Coordinate annotation records:

— Begin —

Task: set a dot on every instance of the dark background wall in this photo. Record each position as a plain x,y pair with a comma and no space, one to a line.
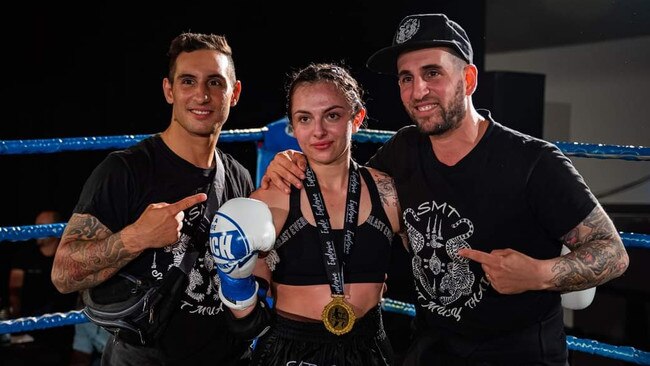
98,71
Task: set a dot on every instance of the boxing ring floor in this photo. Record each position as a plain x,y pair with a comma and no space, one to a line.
269,140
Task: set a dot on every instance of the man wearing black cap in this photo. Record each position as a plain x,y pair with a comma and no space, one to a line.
487,210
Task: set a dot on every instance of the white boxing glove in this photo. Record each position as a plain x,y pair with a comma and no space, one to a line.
240,229
577,300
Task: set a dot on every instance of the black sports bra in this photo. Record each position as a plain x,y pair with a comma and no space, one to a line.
299,259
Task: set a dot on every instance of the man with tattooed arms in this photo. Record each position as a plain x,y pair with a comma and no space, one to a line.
487,210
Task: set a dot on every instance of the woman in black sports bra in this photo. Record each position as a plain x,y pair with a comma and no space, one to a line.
329,262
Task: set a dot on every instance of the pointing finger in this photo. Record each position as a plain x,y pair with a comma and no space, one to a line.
188,202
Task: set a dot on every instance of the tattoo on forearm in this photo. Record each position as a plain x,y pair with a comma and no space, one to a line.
93,253
597,256
386,188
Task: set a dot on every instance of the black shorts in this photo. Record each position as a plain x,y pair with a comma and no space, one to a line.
541,344
225,351
291,342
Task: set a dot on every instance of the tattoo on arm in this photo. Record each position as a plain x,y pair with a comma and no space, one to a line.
90,253
386,188
597,256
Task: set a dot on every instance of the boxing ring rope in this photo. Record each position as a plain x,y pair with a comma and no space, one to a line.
271,139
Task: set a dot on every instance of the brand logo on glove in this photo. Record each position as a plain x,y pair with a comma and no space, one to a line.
230,243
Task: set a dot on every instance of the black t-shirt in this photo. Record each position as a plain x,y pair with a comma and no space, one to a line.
511,191
121,188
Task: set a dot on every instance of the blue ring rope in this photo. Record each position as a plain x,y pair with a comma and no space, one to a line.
38,146
624,353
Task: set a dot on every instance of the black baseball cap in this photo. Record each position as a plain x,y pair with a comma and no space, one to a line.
421,31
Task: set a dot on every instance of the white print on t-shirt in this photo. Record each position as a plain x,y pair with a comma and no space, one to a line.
436,233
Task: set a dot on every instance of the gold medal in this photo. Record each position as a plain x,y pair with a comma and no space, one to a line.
338,316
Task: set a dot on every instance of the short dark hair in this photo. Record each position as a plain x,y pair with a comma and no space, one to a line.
188,42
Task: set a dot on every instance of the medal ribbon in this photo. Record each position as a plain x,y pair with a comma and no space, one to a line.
332,267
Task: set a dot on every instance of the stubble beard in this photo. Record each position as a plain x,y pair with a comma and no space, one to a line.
448,118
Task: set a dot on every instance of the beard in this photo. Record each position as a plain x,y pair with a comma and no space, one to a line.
450,115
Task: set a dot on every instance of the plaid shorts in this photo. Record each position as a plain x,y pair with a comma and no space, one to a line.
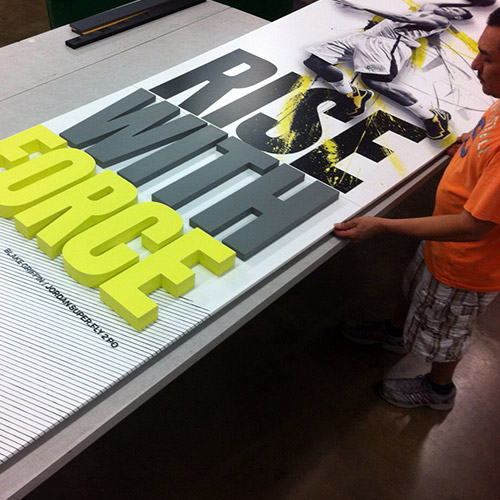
439,322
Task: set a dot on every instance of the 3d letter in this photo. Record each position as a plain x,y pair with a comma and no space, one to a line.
274,216
100,252
43,177
238,156
169,269
219,82
169,157
66,214
17,148
127,128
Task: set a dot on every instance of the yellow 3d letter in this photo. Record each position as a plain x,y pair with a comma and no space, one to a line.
17,148
168,268
100,252
58,219
40,178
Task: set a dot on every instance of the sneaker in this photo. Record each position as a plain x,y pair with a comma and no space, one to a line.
354,104
415,392
367,333
437,127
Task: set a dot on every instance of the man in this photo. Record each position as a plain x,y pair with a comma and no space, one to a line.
378,54
457,274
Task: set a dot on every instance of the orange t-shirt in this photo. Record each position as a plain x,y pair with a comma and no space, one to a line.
471,182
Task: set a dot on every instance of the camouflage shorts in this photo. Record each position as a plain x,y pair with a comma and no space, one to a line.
439,323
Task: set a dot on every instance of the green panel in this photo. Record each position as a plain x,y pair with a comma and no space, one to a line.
267,9
63,12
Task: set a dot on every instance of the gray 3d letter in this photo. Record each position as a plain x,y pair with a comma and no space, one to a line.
274,216
169,157
238,156
109,120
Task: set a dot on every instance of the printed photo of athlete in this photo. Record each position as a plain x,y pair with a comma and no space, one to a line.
378,54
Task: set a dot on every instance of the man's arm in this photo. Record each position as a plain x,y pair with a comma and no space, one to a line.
456,227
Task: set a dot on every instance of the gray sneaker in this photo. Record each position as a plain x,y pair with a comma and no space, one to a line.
373,332
415,392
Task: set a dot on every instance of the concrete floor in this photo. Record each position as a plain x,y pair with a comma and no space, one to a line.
284,409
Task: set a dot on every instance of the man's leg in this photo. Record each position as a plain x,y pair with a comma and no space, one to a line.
442,373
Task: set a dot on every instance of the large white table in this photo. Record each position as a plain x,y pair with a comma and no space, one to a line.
41,79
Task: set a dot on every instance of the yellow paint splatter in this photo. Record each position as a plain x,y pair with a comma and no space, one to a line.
419,53
413,6
465,39
331,149
285,118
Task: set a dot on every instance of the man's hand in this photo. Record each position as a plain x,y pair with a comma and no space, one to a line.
453,227
457,144
360,228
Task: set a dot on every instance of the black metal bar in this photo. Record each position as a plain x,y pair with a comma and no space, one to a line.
113,15
169,8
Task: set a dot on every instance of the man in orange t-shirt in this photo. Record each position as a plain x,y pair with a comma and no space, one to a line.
456,273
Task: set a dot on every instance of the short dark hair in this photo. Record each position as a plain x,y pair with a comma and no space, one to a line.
494,18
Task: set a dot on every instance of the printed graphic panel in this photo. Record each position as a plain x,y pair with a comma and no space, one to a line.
128,222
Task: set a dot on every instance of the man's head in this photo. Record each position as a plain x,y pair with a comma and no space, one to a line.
487,62
453,13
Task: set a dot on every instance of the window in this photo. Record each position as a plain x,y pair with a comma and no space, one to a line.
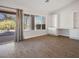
27,23
39,23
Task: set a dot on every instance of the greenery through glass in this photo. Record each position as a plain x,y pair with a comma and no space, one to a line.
7,22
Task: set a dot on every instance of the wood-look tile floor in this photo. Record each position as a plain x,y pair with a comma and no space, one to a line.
41,47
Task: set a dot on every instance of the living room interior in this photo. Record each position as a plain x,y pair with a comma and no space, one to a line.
39,28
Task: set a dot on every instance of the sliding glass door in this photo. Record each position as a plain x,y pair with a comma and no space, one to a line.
7,26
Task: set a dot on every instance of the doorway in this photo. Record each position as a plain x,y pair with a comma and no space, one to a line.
7,26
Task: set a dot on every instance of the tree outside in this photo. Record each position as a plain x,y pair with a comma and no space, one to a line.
7,23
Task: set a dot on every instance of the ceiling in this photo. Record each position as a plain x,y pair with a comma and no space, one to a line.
36,5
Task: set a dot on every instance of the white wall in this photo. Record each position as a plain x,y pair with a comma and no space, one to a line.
66,20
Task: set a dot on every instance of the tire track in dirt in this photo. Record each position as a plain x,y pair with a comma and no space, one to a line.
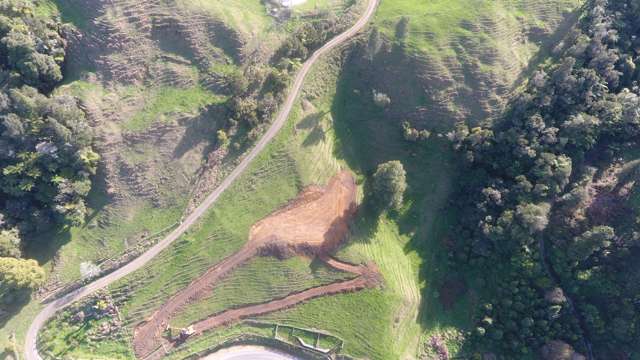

— End —

- **What is required**
List every line above that contains the string "medal", copying each one in full.

- **Task result**
Task: set a dot on every instance of the gold medal in this photo. Record each position as a plain x,y pair with a comma and no space, one to a line.
Task: set a dot on every instance of the medal ribbon in this photo. Record each position as a plain x,y pair with a comma and no space, one to a line.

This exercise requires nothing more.